### What needs to be done
Pick up the forum thread about Izzy's matting fur after its last line and continue it.

### Document segment
§ §

# Help, Izzy will need to be clipped!!



## caradunne (Nov 29, 2010)

Despite constant brushing, dematting and the whole Tropiclean regime Izzy's fur is constantly matting. I use the Kendal cutting method, the Les Pouches de mat and green brushes and spray liberally with Tropiclean tangle remover after a Tropiclean shampoo and condition; I also spray liberally on mats to saturate them prior to removing them. I thorougly dematted her back leg last night to find this morning the fur is matting again. She has to go to the groomer on Wednesday and I know they will clip her short unless I can find a solution. Her hair has been like this for the last few months and ties in with beginning the Natural Instinct diet. Has anyone else found this? I am giving her the evening primrose oil capsule once a day and, as yet, no difference, but it has only been a couple of weeks. Her fur is different from Buzz and Yum Yums as it is not an undercoat coming through her fur. Most of her fur is like very fine dry cotton wool. As it has go longer it is looking lovely but matting madly. I have tried to take some pictures, but difficult to show the hair texture in the white fur --- HELP ---- any ideas welcome!!!!!

Izzy with her lovely coat now:







,

Close up of the hair texture:







,








,


----------



## wilfiboy (Sep 18, 2010)

Cant really suggest anythind Cara can only empathise.....Izzy looks lovely... Mable is just constant I just get rid and then they're back, her hair is more of a wave and just matts everywhere, on her chest, side of her face/cheeks,neck feet... everywhere, I follow her round she tollerates it for so long then she moves and I follow, poor thing. Wilf is much easier being really curly although he has got a matt at the top of one leg which I need to tackle. Good luck x x


----------



## JulesB (Mar 6, 2011)

Aw she is so cute. I had this problem with Betty before her last grooming and the groomer told me that once the hair has matted it becomes a bit damaged so will keep matting unless cut, which seems to make sense as the mats Betty had had weird texture to her fur once brushed outband matted again.

Sorry i can't be of much use but am sure others can offer a solution.

x


----------



## JoJo (Mar 2, 2011)

§ §

### Annotation records

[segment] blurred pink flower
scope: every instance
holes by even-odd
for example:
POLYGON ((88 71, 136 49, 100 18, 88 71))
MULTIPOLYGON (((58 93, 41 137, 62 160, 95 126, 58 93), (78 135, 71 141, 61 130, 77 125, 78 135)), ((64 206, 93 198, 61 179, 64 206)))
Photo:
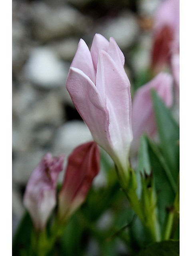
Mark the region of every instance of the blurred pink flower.
POLYGON ((48 153, 32 173, 25 192, 24 205, 37 230, 43 229, 56 204, 58 176, 63 170, 64 155, 52 157, 48 153))
POLYGON ((166 105, 170 107, 173 100, 172 83, 171 75, 162 72, 136 92, 132 107, 133 140, 131 145, 132 153, 134 154, 137 151, 142 134, 145 133, 151 137, 156 131, 153 104, 151 96, 151 89, 155 89, 166 105))
POLYGON ((66 87, 93 139, 109 154, 123 179, 132 140, 130 83, 123 54, 114 39, 96 34, 90 52, 82 39, 66 87))
POLYGON ((180 96, 180 54, 173 54, 171 59, 172 72, 174 78, 175 97, 176 102, 179 104, 180 96))
POLYGON ((179 51, 179 0, 161 2, 155 16, 152 66, 158 72, 169 63, 171 54, 179 51))
POLYGON ((69 156, 58 196, 60 220, 67 219, 84 201, 93 179, 99 172, 100 160, 99 150, 94 142, 77 147, 69 156))

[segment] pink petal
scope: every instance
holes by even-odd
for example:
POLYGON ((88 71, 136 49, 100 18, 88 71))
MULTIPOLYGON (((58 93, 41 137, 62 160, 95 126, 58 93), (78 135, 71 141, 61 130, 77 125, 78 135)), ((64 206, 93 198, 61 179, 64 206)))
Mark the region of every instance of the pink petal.
POLYGON ((109 44, 109 41, 104 36, 100 34, 95 34, 93 38, 90 50, 93 65, 95 70, 97 69, 99 50, 103 50, 107 52, 109 44))
POLYGON ((128 149, 132 139, 130 83, 108 53, 101 50, 100 58, 102 74, 100 74, 98 70, 97 76, 104 77, 102 86, 105 87, 106 105, 110 112, 111 147, 123 164, 126 166, 125 163, 128 161, 128 149))
POLYGON ((125 73, 123 67, 125 63, 125 57, 117 43, 112 37, 110 38, 107 53, 114 60, 121 71, 123 73, 125 73))
POLYGON ((47 153, 34 170, 26 187, 24 203, 37 230, 43 229, 56 204, 56 186, 64 155, 47 153))
POLYGON ((178 93, 179 98, 180 90, 180 54, 176 53, 172 55, 171 62, 172 68, 172 72, 173 74, 176 90, 178 93))
POLYGON ((100 154, 95 142, 77 147, 70 155, 59 196, 60 218, 67 218, 85 200, 100 168, 100 154))
POLYGON ((82 71, 74 68, 70 68, 66 87, 94 140, 108 151, 109 112, 97 88, 82 71))
POLYGON ((78 68, 87 75, 95 84, 96 72, 93 66, 91 55, 88 46, 80 39, 71 67, 78 68))
POLYGON ((132 106, 133 140, 132 150, 137 150, 143 133, 152 137, 156 131, 151 90, 154 88, 168 107, 172 103, 173 79, 171 75, 160 73, 150 82, 139 88, 134 96, 132 106))

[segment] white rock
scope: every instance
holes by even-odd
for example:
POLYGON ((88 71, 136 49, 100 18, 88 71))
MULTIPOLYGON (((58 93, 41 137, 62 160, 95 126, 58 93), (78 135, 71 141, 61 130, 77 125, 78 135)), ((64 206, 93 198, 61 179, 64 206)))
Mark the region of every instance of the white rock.
POLYGON ((138 1, 138 12, 142 15, 153 17, 161 2, 162 0, 139 0, 138 1))
POLYGON ((54 47, 62 59, 71 61, 77 50, 79 41, 79 39, 70 38, 55 43, 54 47))
POLYGON ((68 69, 68 64, 47 46, 37 47, 32 50, 25 67, 27 78, 46 89, 63 86, 68 69))
POLYGON ((58 129, 56 135, 54 154, 64 153, 68 155, 77 146, 92 140, 89 130, 83 121, 67 122, 58 129))
POLYGON ((34 36, 43 42, 84 31, 87 21, 73 8, 65 6, 54 8, 42 2, 33 4, 34 36))
POLYGON ((132 65, 137 74, 144 71, 150 66, 151 62, 152 38, 150 33, 141 36, 137 50, 133 56, 132 65))
POLYGON ((56 92, 50 92, 46 97, 34 104, 26 114, 25 121, 32 122, 34 127, 42 124, 55 126, 61 124, 64 117, 60 101, 59 95, 56 92))

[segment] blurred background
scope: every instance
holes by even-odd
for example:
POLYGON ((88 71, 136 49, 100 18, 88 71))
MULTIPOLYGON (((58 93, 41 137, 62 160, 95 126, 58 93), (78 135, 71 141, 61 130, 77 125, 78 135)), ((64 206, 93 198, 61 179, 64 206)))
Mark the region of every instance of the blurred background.
MULTIPOLYGON (((125 56, 133 94, 150 65, 160 2, 13 0, 13 234, 24 212, 27 182, 42 157, 48 152, 68 154, 92 140, 65 86, 80 39, 90 47, 96 33, 114 38, 125 56)), ((95 186, 104 184, 99 175, 95 186)))

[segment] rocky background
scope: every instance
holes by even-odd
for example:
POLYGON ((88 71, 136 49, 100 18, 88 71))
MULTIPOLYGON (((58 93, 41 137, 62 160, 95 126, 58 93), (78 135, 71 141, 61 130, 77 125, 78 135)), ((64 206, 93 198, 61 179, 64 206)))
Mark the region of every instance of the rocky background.
MULTIPOLYGON (((69 154, 92 139, 65 86, 80 39, 90 47, 96 33, 114 38, 133 93, 136 78, 150 65, 160 1, 13 0, 13 234, 24 212, 26 183, 43 155, 69 154)), ((102 177, 94 182, 102 182, 102 177)))

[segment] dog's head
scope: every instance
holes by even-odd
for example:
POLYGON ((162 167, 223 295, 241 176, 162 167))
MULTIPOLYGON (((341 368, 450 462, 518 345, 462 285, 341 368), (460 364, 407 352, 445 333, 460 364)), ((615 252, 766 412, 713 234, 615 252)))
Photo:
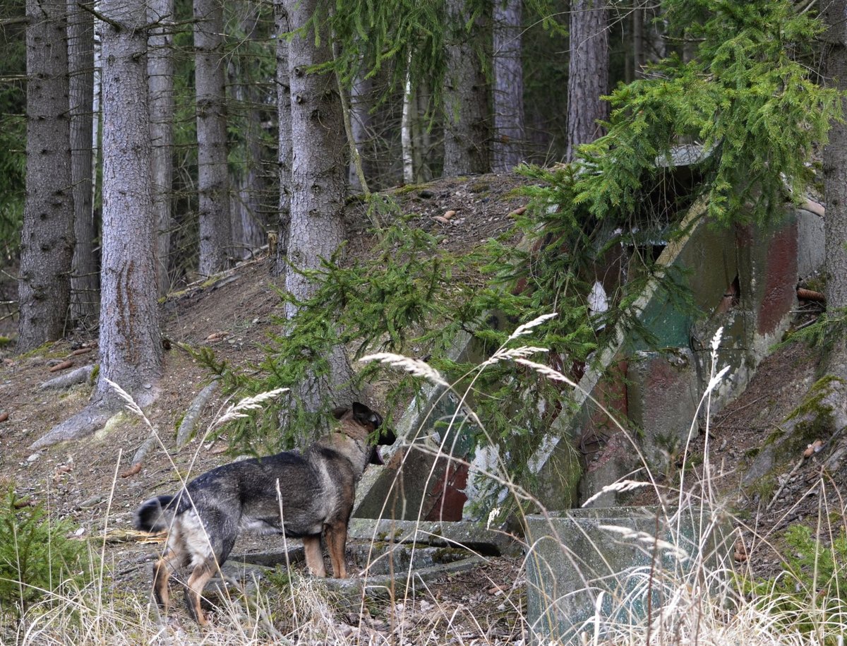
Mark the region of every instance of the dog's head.
POLYGON ((351 408, 337 408, 332 411, 336 420, 340 420, 346 415, 352 415, 352 419, 360 426, 367 429, 368 437, 374 436, 376 432, 376 443, 371 448, 371 454, 368 462, 372 465, 385 464, 379 454, 379 446, 387 446, 393 444, 397 439, 394 432, 389 428, 383 428, 382 415, 375 410, 371 410, 368 406, 359 402, 353 402, 351 408))

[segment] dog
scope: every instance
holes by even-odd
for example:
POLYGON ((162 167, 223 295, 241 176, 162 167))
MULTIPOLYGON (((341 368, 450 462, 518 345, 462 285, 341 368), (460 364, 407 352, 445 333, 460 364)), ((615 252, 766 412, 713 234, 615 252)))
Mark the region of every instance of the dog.
POLYGON ((153 566, 153 596, 162 608, 168 607, 172 572, 191 565, 185 604, 192 619, 205 626, 203 588, 244 530, 302 538, 314 576, 326 576, 323 535, 333 576, 346 578, 345 546, 356 483, 368 464, 383 464, 377 446, 392 444, 396 437, 382 428, 378 413, 358 402, 333 415, 338 427, 303 454, 285 451, 224 465, 176 495, 158 496, 138 508, 137 529, 169 530, 167 549, 153 566), (374 444, 369 438, 377 431, 374 444))

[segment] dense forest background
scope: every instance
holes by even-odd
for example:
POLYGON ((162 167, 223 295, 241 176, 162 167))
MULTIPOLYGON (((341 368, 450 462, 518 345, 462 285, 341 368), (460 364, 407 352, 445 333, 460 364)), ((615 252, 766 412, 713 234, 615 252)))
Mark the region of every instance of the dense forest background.
MULTIPOLYGON (((519 321, 554 307, 548 344, 584 363, 639 288, 622 283, 589 317, 586 268, 616 237, 643 245, 645 223, 672 236, 674 214, 695 199, 716 223, 767 222, 822 187, 822 175, 829 192, 844 184, 839 140, 823 148, 841 119, 839 7, 7 3, 0 230, 18 289, 6 315, 19 320, 18 352, 75 328, 99 337, 92 406, 58 437, 120 405, 112 382, 155 398, 157 299, 266 244, 291 322, 277 351, 300 368, 273 366, 281 383, 263 385, 296 384, 307 413, 362 394, 343 350, 357 335, 360 348, 397 350, 425 339, 437 362, 459 329, 503 341, 505 331, 485 330, 492 309, 519 321), (673 184, 680 147, 700 151, 689 156, 697 180, 659 203, 654 188, 673 184), (451 288, 456 259, 410 274, 398 244, 422 245, 407 248, 419 255, 429 242, 397 228, 381 191, 513 170, 538 182, 516 226, 540 254, 529 265, 519 250, 490 248, 470 262, 484 284, 529 276, 532 288, 451 288), (388 245, 378 264, 391 288, 377 289, 373 268, 340 273, 352 200, 388 245), (379 296, 362 288, 357 304, 351 286, 363 276, 379 296), (344 319, 377 305, 375 330, 344 319), (410 331, 436 312, 451 321, 438 338, 410 331), (327 317, 317 334, 310 321, 327 317)), ((842 220, 827 220, 833 277, 847 264, 833 228, 842 220)), ((835 308, 847 302, 839 284, 828 285, 835 308)))

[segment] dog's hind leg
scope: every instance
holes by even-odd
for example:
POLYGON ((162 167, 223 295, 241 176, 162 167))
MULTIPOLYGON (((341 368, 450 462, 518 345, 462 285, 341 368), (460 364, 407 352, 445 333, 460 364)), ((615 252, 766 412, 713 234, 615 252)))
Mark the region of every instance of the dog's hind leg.
POLYGON ((213 556, 210 557, 199 565, 194 567, 191 576, 188 577, 188 581, 185 583, 185 605, 188 608, 188 613, 201 626, 206 626, 208 623, 206 615, 200 607, 203 588, 217 570, 217 561, 213 556))
POLYGON ((344 549, 347 543, 347 523, 336 521, 326 526, 326 546, 332 561, 332 576, 336 579, 347 578, 347 565, 344 549))
POLYGON ((153 598, 163 610, 168 610, 168 580, 174 569, 187 565, 186 557, 182 546, 174 542, 153 565, 153 598))
POLYGON ((320 551, 320 535, 304 536, 303 551, 306 553, 306 565, 313 576, 326 576, 324 566, 324 554, 320 551))

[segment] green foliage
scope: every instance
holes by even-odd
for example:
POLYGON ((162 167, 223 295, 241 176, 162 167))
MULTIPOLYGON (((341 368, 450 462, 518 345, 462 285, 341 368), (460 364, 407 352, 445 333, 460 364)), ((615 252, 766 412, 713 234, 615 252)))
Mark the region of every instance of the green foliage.
POLYGON ((787 196, 801 198, 812 148, 840 118, 838 92, 817 85, 798 60, 821 24, 788 0, 666 6, 672 28, 700 39, 696 56, 687 63, 672 56, 612 93, 608 133, 580 148, 574 171, 562 178, 573 202, 561 206, 570 217, 579 208, 618 220, 637 212, 645 187, 667 172, 657 165, 678 163, 672 148, 697 143, 695 187, 707 215, 766 220, 787 196))
POLYGON ((84 582, 87 546, 68 537, 74 529, 7 490, 0 506, 0 610, 19 616, 45 595, 84 582))
MULTIPOLYGON (((492 240, 457 256, 440 243, 439 237, 413 226, 399 212, 388 217, 390 203, 385 196, 374 199, 382 201, 382 219, 391 224, 380 231, 367 259, 343 266, 329 261, 313 276, 320 284, 317 293, 293 304, 297 306, 293 319, 278 321, 280 332, 269 340, 260 365, 240 372, 217 362, 208 351, 198 358, 238 397, 280 387, 294 393, 309 374, 326 376, 327 357, 338 345, 354 359, 379 351, 425 358, 457 393, 467 394, 491 441, 507 448, 520 470, 540 439, 533 430, 545 427, 569 405, 570 392, 511 361, 489 364, 484 370, 479 365, 504 344, 533 345, 550 348, 549 361, 568 374, 593 360, 592 354, 616 326, 639 326, 625 308, 590 315, 586 294, 593 278, 586 280, 583 268, 597 243, 574 222, 573 231, 559 230, 560 238, 541 251, 522 251, 492 240), (563 250, 566 238, 581 244, 563 250), (535 328, 531 342, 526 337, 508 340, 518 325, 551 310, 557 317, 535 328), (456 359, 450 351, 466 333, 473 338, 470 354, 456 359)), ((542 220, 526 217, 517 226, 527 234, 542 220)), ((517 233, 510 231, 504 237, 517 233)), ((288 294, 280 297, 291 299, 288 294)), ((629 298, 627 289, 621 289, 620 297, 629 298)), ((361 369, 358 380, 378 382, 385 411, 405 406, 424 385, 420 377, 379 365, 356 367, 361 369)), ((327 402, 326 408, 332 404, 327 402)), ((304 433, 320 428, 321 415, 329 412, 307 412, 293 395, 278 405, 285 406, 286 428, 278 426, 279 409, 269 408, 230 426, 230 442, 239 450, 258 450, 253 446, 257 442, 274 449, 291 447, 307 439, 304 433)), ((482 429, 472 433, 472 444, 487 443, 482 429)))
POLYGON ((792 331, 780 346, 798 341, 819 349, 822 356, 827 356, 835 342, 844 338, 845 335, 847 308, 832 308, 821 314, 811 325, 792 331))
POLYGON ((786 627, 814 635, 818 643, 839 643, 847 607, 847 532, 827 545, 810 527, 792 525, 785 543, 782 574, 745 580, 743 589, 786 627))

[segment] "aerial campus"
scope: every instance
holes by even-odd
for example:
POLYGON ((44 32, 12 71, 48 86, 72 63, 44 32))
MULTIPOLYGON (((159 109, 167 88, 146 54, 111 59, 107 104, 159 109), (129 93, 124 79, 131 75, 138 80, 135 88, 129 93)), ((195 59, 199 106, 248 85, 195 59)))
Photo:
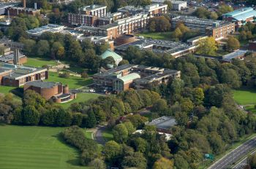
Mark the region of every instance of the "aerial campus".
POLYGON ((256 168, 256 1, 0 3, 0 169, 256 168))

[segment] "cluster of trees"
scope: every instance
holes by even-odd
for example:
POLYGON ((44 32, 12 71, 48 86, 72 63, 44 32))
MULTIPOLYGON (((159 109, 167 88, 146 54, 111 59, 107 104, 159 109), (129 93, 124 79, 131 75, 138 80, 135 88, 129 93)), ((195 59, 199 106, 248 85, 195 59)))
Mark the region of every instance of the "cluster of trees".
POLYGON ((219 7, 217 12, 208 11, 205 7, 198 7, 194 12, 193 15, 200 18, 217 20, 223 14, 233 11, 232 7, 227 4, 222 4, 219 7))
MULTIPOLYGON (((10 96, 5 96, 7 98, 10 96)), ((65 110, 61 106, 55 105, 52 102, 46 101, 40 95, 33 90, 25 92, 22 105, 18 105, 14 109, 9 102, 4 103, 9 111, 9 118, 5 121, 17 125, 46 125, 46 126, 70 126, 92 127, 96 124, 96 119, 90 111, 84 112, 72 112, 65 110), (7 107, 10 106, 10 107, 7 107), (8 120, 9 121, 7 121, 8 120)))
POLYGON ((108 43, 94 44, 89 40, 80 42, 69 34, 45 32, 37 42, 30 39, 22 39, 20 42, 24 44, 23 52, 28 56, 69 60, 91 71, 96 72, 98 68, 115 63, 111 57, 104 60, 99 57, 110 47, 108 43))
POLYGON ((165 32, 170 31, 170 20, 167 16, 160 16, 149 19, 149 31, 165 32))
MULTIPOLYGON (((158 93, 148 90, 128 90, 115 96, 99 97, 86 103, 75 103, 71 105, 71 112, 90 113, 90 119, 94 119, 90 127, 102 122, 108 122, 109 126, 113 126, 119 117, 135 112, 140 109, 152 105, 160 98, 158 93)), ((146 119, 143 117, 129 117, 136 127, 142 126, 146 119)), ((91 120, 92 121, 92 120, 91 120)))
POLYGON ((64 141, 80 152, 80 161, 83 165, 90 165, 95 169, 106 168, 102 160, 100 149, 97 142, 86 138, 84 132, 78 126, 69 127, 61 133, 64 141))

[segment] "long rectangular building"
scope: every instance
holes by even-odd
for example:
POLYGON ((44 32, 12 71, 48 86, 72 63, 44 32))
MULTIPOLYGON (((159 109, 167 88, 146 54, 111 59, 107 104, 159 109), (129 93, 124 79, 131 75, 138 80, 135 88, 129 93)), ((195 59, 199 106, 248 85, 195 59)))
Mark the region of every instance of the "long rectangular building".
POLYGON ((93 76, 95 85, 102 90, 124 91, 129 88, 144 89, 170 79, 179 78, 181 71, 142 65, 122 65, 93 76))
POLYGON ((47 79, 48 79, 47 68, 0 63, 1 85, 20 87, 29 82, 47 79))
POLYGON ((187 15, 178 15, 171 18, 173 28, 175 28, 178 23, 184 23, 191 30, 199 31, 202 35, 211 36, 214 39, 222 39, 235 32, 235 24, 231 22, 187 15))

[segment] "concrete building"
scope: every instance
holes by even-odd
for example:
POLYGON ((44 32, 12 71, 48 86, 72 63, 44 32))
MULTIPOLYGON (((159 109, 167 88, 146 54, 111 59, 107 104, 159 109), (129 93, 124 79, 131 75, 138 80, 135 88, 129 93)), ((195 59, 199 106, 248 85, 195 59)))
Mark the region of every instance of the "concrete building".
MULTIPOLYGON (((167 0, 170 1, 173 4, 173 10, 182 10, 187 7, 187 1, 176 1, 176 0, 167 0)), ((163 4, 165 0, 152 0, 152 3, 163 4)))
POLYGON ((173 28, 178 23, 183 23, 191 30, 197 31, 202 35, 213 36, 219 39, 226 37, 235 31, 235 24, 231 22, 202 19, 196 17, 178 15, 171 18, 173 28))
POLYGON ((135 46, 140 50, 151 50, 156 53, 167 53, 175 58, 186 55, 194 52, 195 45, 181 42, 170 42, 151 39, 139 39, 137 41, 115 47, 115 50, 122 53, 128 47, 135 46))
POLYGON ((52 99, 56 103, 63 103, 76 98, 75 93, 70 93, 67 85, 61 83, 42 82, 42 80, 29 82, 24 85, 24 92, 31 90, 39 93, 46 100, 52 99))
POLYGON ((48 24, 47 25, 43 25, 37 28, 30 29, 26 31, 28 34, 31 36, 40 36, 44 32, 51 32, 51 33, 57 33, 63 31, 65 26, 59 25, 55 24, 48 24))
POLYGON ((30 68, 0 63, 0 84, 20 87, 26 82, 48 79, 48 71, 43 68, 30 68))
POLYGON ((129 88, 147 88, 180 76, 179 71, 127 64, 100 71, 93 76, 93 79, 96 87, 102 90, 120 92, 129 88))
POLYGON ((252 7, 245 7, 222 15, 222 19, 236 23, 236 29, 256 18, 256 10, 252 7))
POLYGON ((99 57, 102 59, 105 59, 109 57, 112 57, 112 58, 115 60, 115 63, 116 66, 118 66, 119 63, 121 60, 123 60, 123 58, 121 55, 119 55, 118 54, 116 53, 110 49, 105 51, 99 57))
POLYGON ((151 122, 146 122, 145 125, 156 126, 157 130, 158 132, 170 134, 171 127, 177 125, 177 123, 174 118, 163 116, 159 118, 153 119, 153 121, 151 122))

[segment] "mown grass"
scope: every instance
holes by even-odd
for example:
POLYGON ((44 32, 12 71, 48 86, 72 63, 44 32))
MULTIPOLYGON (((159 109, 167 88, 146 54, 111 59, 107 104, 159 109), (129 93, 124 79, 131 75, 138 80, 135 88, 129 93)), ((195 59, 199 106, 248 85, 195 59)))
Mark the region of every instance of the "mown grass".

§ §

### Answer to this exercise
Oh Cara .. I think you have tried it all ... I must admit Honey doesn’t suffer from any major matting and Oakley has just started to get a few matt balls, as I call them, but they are removed using just a comb... it is such a hard discussion to make but it sounds like you have tried everything, the cut may be the answer and it will grow back ...Izzy will be cool for this wonderful summer we are having.. 

I love a long coat but I have clipped them both to 1.5 inch all over and they looked really lovely, and it is so much more practical... if their coats does begin to matt badly I would get them cut short, as I am sure they wouldn’t want me pulling and tugging each at their coat... 

Izzy's coat looks so soft .. I just want to stroke her  

I am not sure about the NI diet maybe having an influence, but others may be able to help with this???


----------



## Dylansmum (Oct 29, 2010)

Dylan has been a constant battle with matting and so I've just had him clipped short again. Can't remember Izzy's age, but suspect the change in her coat is more likely to be due to the adult coat. Dylan's started to get bad at about 8 months. I love the long, shaggy look, but it's just so much more comfortable and practical to keep it short and a lot less problem with grass seeds. I also find that once you get a matted area, it keeps on re-matting until you get it cut. I'm sure Izzy will enjoy a shorter coat for the summer and it will grow again soon x


----------



## embee (Dec 27, 2010)

Just a thought but how often do you wash her and use products on her? It may be that you are putting too much stuff on her and upsetting the natural balance of oils etc in her coat.

If it were me I'd try just going lightly over her with a coarse comb once a day (I wouldn't use a slicker or les poochs if she has a thinner coat and doesn't appear to have a thick undercoat) and would stop using any products for a month to see what happens. Flo only gets bathed about once every 6-8 weeks and I rarely use products on her in between washes and her coat has a 'greasy/oily' feel and rarely matts. I found that her coat actually softened when I started using NI.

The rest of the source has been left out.